- Born: September 30, 1928 Evanston, Illinois, U.S.
- Died: August 3, 1974 (aged 45) Woodland Hills, U.S.
- Area(s): Writer, editor

= George Sherman (publicist) =

American comics publicist

George Ransom Sherman (September 30, 1928 - August 3, 1974) was a publicist for foreign markets and then head of the Publications Department at the Disney Studios.

==Biography==
He was the son of Ransom Sherman, an established vaudeville and radio comedian of the day. In the mid-40s the family moved to Hollywood as Ransom built a career in motion pictures and television.

While attending Pomona College he became friends with Roy Disney Jr. who suggested if Sherman ever needed a job he should apply at the Disney Studio. After a stint in the Army Sherman followed up on Roy Jr's offer and went to work at Disney handling publicity for foreign markets. In the mid-1950s he left the studio to briefly edit and publish the Baywood Press in Northern California. Returning to Disney, he became head of the Publications Dept. where he was involved with its licensees both domestic and foreign.

• • • •

Problem 1:
Translate this sentence from the George Sherman biography into Spanish: "He was the son of Ransom Sherman, an established vaudeville and radio comedian of the day."
Problem 2:
From the George Sherman biography, extract the passage starting with "George Ransom Sherman" and going on through "pictures and television.".
Problem 3:
Extend the George Sherman biography, picking up after its final sentence.

Available data:
• • • •

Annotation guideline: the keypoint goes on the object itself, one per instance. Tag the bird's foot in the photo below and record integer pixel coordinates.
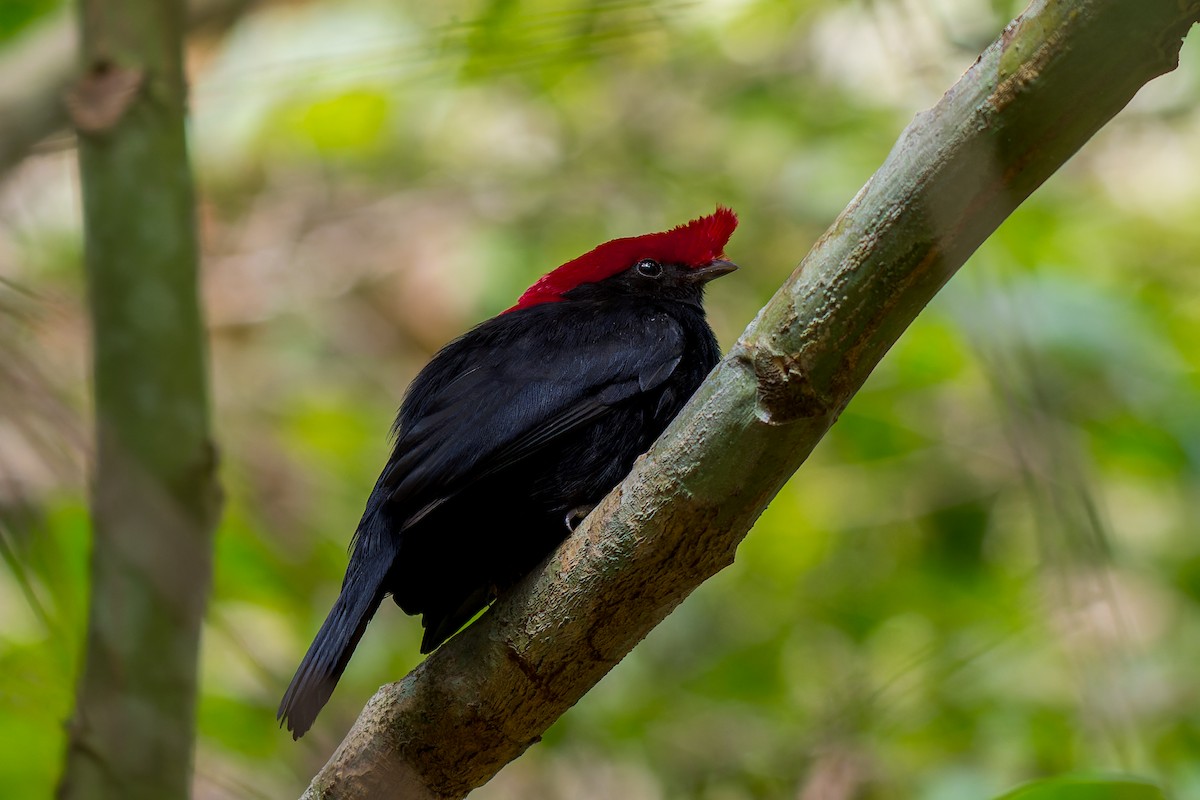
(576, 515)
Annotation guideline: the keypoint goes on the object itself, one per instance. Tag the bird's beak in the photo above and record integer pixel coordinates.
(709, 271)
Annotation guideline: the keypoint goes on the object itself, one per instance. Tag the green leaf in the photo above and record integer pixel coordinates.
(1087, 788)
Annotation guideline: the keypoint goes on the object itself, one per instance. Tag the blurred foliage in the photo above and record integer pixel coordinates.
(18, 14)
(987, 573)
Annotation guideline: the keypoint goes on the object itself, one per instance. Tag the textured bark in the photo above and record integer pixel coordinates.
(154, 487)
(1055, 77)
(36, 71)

• • • •

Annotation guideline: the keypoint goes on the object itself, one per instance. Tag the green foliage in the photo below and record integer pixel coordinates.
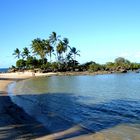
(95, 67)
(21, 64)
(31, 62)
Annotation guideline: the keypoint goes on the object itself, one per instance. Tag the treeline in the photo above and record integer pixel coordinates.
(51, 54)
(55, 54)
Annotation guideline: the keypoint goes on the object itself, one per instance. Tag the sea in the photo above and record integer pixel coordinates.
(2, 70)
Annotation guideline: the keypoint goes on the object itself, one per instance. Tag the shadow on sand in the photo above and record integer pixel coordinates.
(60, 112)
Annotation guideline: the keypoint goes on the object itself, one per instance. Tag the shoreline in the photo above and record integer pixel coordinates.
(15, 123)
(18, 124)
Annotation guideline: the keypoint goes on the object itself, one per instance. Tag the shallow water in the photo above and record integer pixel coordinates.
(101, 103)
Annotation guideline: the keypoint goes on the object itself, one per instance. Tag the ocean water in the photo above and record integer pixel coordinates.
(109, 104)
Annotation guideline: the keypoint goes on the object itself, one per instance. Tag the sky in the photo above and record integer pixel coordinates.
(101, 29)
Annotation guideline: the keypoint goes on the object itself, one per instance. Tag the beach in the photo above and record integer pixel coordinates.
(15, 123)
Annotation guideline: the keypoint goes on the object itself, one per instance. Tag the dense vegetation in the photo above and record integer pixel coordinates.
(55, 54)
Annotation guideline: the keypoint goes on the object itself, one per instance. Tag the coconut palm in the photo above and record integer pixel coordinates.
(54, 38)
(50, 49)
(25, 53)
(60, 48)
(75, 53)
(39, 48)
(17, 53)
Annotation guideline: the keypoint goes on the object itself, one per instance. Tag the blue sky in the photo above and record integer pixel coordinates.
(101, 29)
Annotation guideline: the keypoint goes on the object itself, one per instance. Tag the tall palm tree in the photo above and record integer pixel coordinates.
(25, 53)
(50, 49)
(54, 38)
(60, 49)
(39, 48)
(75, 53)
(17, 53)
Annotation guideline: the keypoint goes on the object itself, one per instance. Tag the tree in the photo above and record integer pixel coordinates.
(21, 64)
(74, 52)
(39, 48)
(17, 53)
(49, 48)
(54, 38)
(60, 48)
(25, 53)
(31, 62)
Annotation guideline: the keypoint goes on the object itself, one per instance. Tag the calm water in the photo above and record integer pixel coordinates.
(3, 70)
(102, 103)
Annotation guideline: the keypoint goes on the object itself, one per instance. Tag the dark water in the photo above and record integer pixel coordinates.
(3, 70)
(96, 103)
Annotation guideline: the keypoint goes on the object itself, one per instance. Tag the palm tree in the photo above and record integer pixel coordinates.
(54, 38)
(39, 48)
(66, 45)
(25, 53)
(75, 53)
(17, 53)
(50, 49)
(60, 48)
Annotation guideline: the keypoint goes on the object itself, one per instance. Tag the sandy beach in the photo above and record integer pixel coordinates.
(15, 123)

• • • •

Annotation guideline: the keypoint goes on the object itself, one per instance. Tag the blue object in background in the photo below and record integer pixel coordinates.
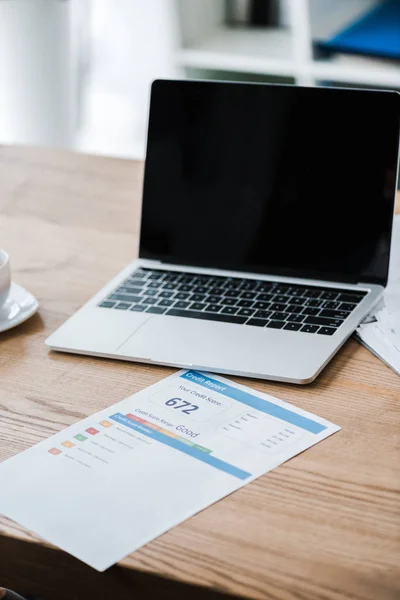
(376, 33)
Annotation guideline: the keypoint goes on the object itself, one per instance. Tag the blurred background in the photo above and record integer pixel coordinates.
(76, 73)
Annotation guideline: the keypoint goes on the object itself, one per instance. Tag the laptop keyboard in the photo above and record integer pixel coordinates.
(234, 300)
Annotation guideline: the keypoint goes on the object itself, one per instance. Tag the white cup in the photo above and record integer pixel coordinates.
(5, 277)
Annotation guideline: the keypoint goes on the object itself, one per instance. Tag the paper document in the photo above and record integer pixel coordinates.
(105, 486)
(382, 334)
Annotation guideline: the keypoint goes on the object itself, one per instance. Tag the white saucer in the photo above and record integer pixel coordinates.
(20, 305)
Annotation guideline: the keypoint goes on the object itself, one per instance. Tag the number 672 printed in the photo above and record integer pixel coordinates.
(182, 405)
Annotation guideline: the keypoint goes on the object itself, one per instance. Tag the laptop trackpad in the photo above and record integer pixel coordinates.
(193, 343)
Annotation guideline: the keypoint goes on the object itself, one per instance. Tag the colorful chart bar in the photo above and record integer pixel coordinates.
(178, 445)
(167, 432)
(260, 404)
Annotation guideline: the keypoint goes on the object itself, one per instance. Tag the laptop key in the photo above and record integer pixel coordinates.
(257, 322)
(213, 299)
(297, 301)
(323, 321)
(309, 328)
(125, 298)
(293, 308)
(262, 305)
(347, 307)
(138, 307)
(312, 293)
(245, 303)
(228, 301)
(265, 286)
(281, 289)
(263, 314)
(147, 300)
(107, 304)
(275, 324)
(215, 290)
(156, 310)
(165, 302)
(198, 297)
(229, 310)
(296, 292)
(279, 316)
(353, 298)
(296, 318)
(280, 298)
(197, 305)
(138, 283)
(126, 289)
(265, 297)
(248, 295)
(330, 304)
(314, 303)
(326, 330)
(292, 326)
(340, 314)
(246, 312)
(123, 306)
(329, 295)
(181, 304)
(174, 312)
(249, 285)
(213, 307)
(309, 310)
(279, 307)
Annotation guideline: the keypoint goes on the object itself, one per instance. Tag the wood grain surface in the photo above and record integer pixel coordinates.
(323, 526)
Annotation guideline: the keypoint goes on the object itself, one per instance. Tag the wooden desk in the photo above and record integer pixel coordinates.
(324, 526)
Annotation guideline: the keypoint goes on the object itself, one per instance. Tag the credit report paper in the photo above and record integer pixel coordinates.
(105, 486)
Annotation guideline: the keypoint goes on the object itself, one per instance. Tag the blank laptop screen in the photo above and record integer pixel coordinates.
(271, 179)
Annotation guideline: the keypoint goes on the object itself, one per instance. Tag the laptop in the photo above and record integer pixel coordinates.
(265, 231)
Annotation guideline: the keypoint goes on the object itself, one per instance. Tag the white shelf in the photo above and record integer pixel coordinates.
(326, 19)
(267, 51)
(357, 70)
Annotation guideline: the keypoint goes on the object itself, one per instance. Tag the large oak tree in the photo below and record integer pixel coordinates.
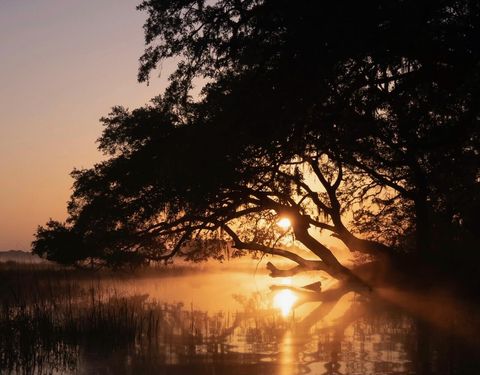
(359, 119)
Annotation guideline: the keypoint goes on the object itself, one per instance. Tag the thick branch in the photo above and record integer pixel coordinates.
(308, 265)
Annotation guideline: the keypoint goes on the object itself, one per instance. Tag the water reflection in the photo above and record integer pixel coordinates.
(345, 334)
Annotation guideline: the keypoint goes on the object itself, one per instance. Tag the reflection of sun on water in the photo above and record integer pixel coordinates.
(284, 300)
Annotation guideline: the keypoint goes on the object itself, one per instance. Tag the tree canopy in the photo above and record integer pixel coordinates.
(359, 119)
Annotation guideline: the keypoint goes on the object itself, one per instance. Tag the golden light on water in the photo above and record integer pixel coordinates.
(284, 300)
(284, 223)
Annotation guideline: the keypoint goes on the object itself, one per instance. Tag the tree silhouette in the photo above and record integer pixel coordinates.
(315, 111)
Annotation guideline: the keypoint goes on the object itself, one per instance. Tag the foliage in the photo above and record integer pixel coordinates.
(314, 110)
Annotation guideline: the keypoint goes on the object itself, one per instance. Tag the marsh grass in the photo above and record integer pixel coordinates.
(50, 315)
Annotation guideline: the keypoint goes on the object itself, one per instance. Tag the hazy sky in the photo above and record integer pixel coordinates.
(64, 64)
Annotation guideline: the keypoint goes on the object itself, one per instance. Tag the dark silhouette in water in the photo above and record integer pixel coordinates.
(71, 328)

• • • •

Answer area 1:
Era hijo de Ransom Sherman, un reconocido comediante de vodevil y de radio de la época.

Answer area 2:
George Ransom Sherman (September 30, 1928 - August 3, 1974) was a publicist for foreign markets and then head of the Publications Department at the Disney Studios.

==Biography==
He was the son of Ransom Sherman, an established vaudeville and radio comedian of the day. In the mid-40s the family moved to Hollywood as Ransom built a career in motion pictures and television.

Answer area 3:
In 1962 he established the Disney Studio Program, producing comic book stories for the foreign market. He provided editorial support to the Program plus authored (or co-authored) the text for several illustrated children books adapting contemporary Disney films (Babes in Toyland, The Absent-Minded Professor) plus did Little Golden Books involving Disney characters (Pinocchio and Ludwig Von Drake). In addition he edited and provided much of the content of the Gulf Oil tie-in Wonderful World of Disney magazine (1969–1970).

Sherman brainstormed with Disney United Kingdom merchandising representative Peter Woods the initial concept of Super Goof.

In the early 1970s through his efforts Carl Barks was granted permission to create and sell oil paintings of the Donald Duck clan. Sherman also gave permission for Barks' ten page story from Walt Disney's Comics and Stories #126 to be reprinted in Les Daniels's book Comix: A History of the Comic Book in America.

After an extended illness Sherman died of paraganglioma, a rare neuroendocrine neoplasm, at the Motion Picture & Television Country House and Hospital. Like his friend Roy E. Disney his ashes were scattered in the Pacific Ocean. Disney paid all his medical bills.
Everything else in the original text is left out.